● YOUR OBJECTIVE
Gather every line in the data below that contains the word "segment", and copy each such line in full.

Records drawn from a dataset

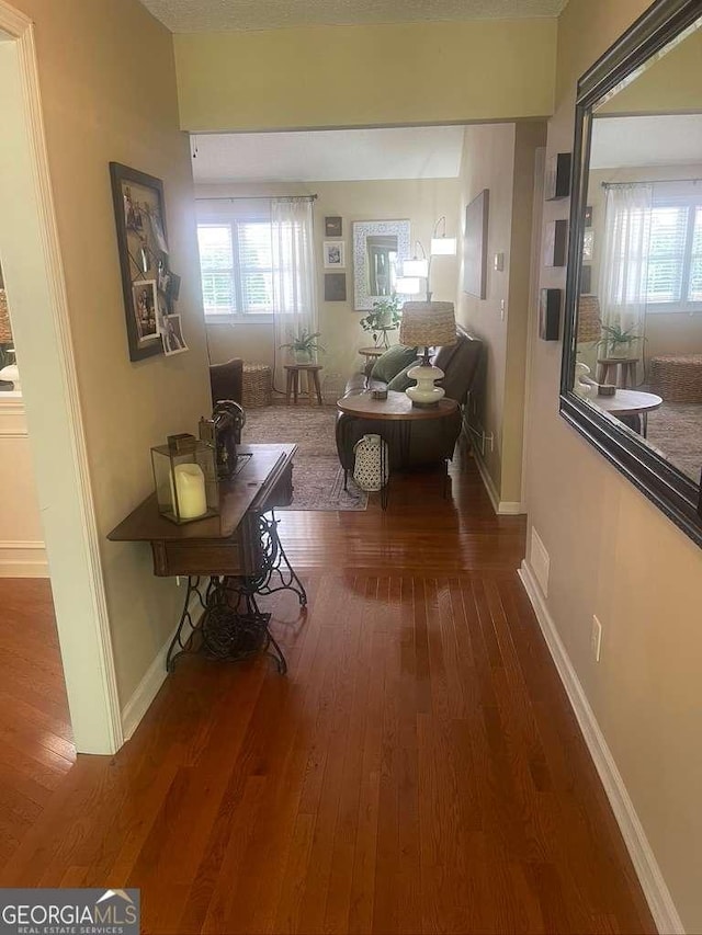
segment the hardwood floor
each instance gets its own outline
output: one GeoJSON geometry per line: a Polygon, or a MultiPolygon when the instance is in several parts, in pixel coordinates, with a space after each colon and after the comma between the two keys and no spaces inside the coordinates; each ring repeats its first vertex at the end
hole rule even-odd
{"type": "MultiPolygon", "coordinates": [[[[281,514],[309,592],[268,605],[287,676],[181,660],[117,756],[65,759],[24,819],[8,751],[42,777],[32,744],[61,754],[47,729],[5,742],[0,886],[140,887],[146,933],[654,932],[516,574],[523,520],[492,514],[469,459],[452,486],[281,514]]],[[[12,607],[3,660],[16,641],[34,673],[44,641],[12,607]]]]}

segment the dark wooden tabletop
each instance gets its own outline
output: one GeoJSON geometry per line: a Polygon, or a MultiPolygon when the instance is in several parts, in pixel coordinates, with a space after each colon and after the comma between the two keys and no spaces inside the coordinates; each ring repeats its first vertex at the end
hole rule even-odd
{"type": "Polygon", "coordinates": [[[422,419],[443,419],[458,408],[455,399],[440,399],[435,406],[412,406],[411,399],[404,392],[388,389],[387,399],[373,399],[371,390],[354,392],[338,400],[337,407],[347,415],[364,419],[403,419],[419,421],[422,419]]]}
{"type": "Polygon", "coordinates": [[[287,468],[297,445],[239,445],[239,454],[252,457],[233,480],[219,483],[219,514],[178,525],[158,512],[156,493],[109,534],[112,541],[169,541],[226,539],[231,536],[262,489],[274,484],[287,468]]]}

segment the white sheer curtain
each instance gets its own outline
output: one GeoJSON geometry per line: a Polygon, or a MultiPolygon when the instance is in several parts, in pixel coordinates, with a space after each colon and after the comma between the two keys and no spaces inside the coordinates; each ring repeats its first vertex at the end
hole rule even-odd
{"type": "MultiPolygon", "coordinates": [[[[630,356],[642,366],[653,193],[645,183],[608,187],[599,284],[602,324],[638,335],[630,356]]],[[[600,356],[605,356],[604,347],[600,356]]]]}
{"type": "Polygon", "coordinates": [[[303,329],[317,331],[313,203],[309,198],[272,198],[273,322],[275,373],[273,384],[285,388],[283,365],[292,362],[281,344],[288,344],[303,329]]]}

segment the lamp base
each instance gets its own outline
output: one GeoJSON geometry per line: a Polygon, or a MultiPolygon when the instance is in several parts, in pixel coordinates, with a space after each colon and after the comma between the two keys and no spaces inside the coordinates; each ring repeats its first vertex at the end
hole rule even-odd
{"type": "Polygon", "coordinates": [[[420,365],[407,370],[407,376],[417,380],[415,386],[410,386],[405,390],[405,394],[411,399],[412,406],[435,406],[439,400],[445,396],[443,387],[434,386],[435,380],[442,379],[443,370],[433,365],[428,367],[420,365]]]}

● COMPLETED TASK
segment the hardwood floor
segment the dark wooden tabletop
segment the white sheer curtain
segment the lamp base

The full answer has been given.